As incredible as this may sound, California begins the new year short of something that has been in massive oversupply for almost two years: cannabis flower. You may be thinking “what is Aaron smoking,” but cultivators both large and small based in Northern and Southern California are now telling me the same thing: prices are rising for cannabis flower after 18+ months of declining. And they are rising at a time of the year when they shouldn’t be increasing.
Further confirmation of this price trend came from Glass House Farms (OTC: GLASF) when they announced preliminary Q4 numbers and reported that their average sales price was $234 a pound, up from $204 a pound. But this “average” downplays the size of the price bounce because prices started the quarter at around $200 a pound. For prices to end the quarter at $234 implies that prices were closer to $260-$270 a pound by quarter’s end. That’s a 30% bounce in three months and this is consistent with what private growers tell me they are seeing.
Why this is remarkable is that prices should be the seasonally weakest right now. Every year, outdoor crops get harvested during the September/October period in a time known affectionately as “Croptober.” Also, with extra sunlight and longer days, the state’s greenhouses have their best production as well. All of that product then hits the market and pressures prices lower from November to sometimes as late as February, at which point there is seasonal strengthening into the summer and the process repeats itself.
That prices are rising now should be setting off alarm bells that something special is happening. I have previously written that California cannabis was going through its “negative crude oil price moment” and that prices had fallen way below the marginal cost of production for most farmers.
With no capital available due to tight conditions in the cannabis industry, there is no room to fund losses for very long, so farms are going out of business and shutting down operations. You can see this playing out in real time with cannabis license renewal data from the state of California.
Since March 31, 2022, a whopping 14 million square feet of cultivation canopy has abandoned their licenses and not renewed. Just in the last ten days, 400,000 square feet has left the market.
What is remarkable is that the bounce in prices is still not enough for most producers. One Northern California producer that I heard from still plans to cut cultivation in half and lay people off, because the pricing is just approaching his breakeven. In other words, supply is still being taken out of the market. (Note that farmers planting less but keeping their licenses is not reflected in the license non-renewals, that means that production is falling even faster). I expect even more farms to not renew and more farmers to walk away. Based upon my conversations, I estimate that California cannabis pricing needs to rebound at least another 50% to get back to where more farms can make money.
Further exacerbating the supply crunch is that last year many outdoor producers froze their flower called “flash frozen” flower which is then sold as an input to distillates, vapes, edibles and other consumables. This means even less fresh flower is available in inventory than normal.
And this is leading to very low levels of inventory. From one of my best sources, I heard that Humboldt County, one of the largest outdoor producing regions of California, has sold through 70% of their inventory and is now asking for $50-$100 price increases where two weeks ago there was no change in pricing.

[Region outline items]
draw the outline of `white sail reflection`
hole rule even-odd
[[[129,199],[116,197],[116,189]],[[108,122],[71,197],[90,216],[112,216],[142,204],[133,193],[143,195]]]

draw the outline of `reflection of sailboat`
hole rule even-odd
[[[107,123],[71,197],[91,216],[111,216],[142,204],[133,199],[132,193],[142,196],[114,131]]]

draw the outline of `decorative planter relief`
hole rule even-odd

### To do
1. In the article on California cannabis flower prices, what average sales price per pound did Glass House Farms report in its preliminary Q4 numbers?
2. Proceed with the article on California cannabis flower prices, picking up right after its final paragraph.

### Exercise responses
1. $234 a pound, up from $204 a pound.

2.
Finally, all those farms that have gone offline and have not renewed are not coming back online any time soon. That is because California changed its rules last year and now license holders must be fully compliant with one of the most brutal state laws in the country: CEQA (California Environmental Quality Act). It used to be that there was a lot of leeway and time allowed to comply with this cumbersome, complicated, expensive regulation. Now license holders must be compliant on day 1.
So, while technically, these farms could feed the illicit market and/or send their product illegally to other states, none of this supply will come back anytime soon into California’s legal market.
And all of this bodes really well for Glass House, which owns the largest cannabis greenhouse in the world, that competitors have called the “Ferrari of Greenhouses.” Many consider Glass House only a bet on interstate commerce and discount the upside potential of just California, which despite its problems is still the largest cannabis market in the world.
Consider that Glass House is on track to produce 300,000 pounds of cannabis biomass this year. Every $100 a pound increase in biomass pricing increases cash flow by $30 million with no corresponding increase in cost.
But even though pricing is rebounding, there is still broad distress in California. I’m hearing that 40-50% of retailers are in distress and struggling to pay their bills. A very high-profile example is Statehouse (OTC: STHZF), which was just sued by a vendor for not paying them.
And this is probably why, despite Glass House reporting higher prices in Q4, the company did not see their overall gross margins rise in the quarter. Their CPG business continues to struggle, probably because the retail environment is not conducive to expensive branded products right now. The company has moved to grow its value brand “Alls Well” to attack this very problem, but it may be a while before we see a recovery in this division of the company.
And aside from the retail distress, the recent historically bad weather that just hit and continues to affect California is going to hit cannabis cultivators as well. For many small farmers, there will be additional unplanned capex at a time when money is short. And normally production is already seasonally lower due to shorter days and rain, but this December/January has been rainier and cloudier than usual compounding the supply woes.
Glass House’s President Graham Farrar even mentioned this in a recent article: “Aside from the immediate impacts of the rain and wind, Farrar pointed out that cloudy weather the past several weeks has been the lowest light levels he can remember in years.”
While Glass House could see a somewhat smaller harvest in Q1 due to less sunlight, this weather should pressure the overall supply side of the equation even more. Consider that the next big production won’t be available until October/November or the next Croptober harvest. And private operators are telling me not to expect another major Croptober this year or into the future unless prices rise substantially from here.
The most fascinating part of this is that a few smart operators in California are starting to shift their thinking from survival to wondering when to press forward with expansion. And very few are capable of such an expansion. Now the question is how high do prices rise. Anyone who studies commodity markets knows that it is the marginal supply that drives prices. In bear markets prices can fall much farther than you think, but in bull markets, they can also soar much higher than one can imagine.
Regardless of whether supply moves up or down, I know one thing. People haven’t stopped smoking cannabis in California.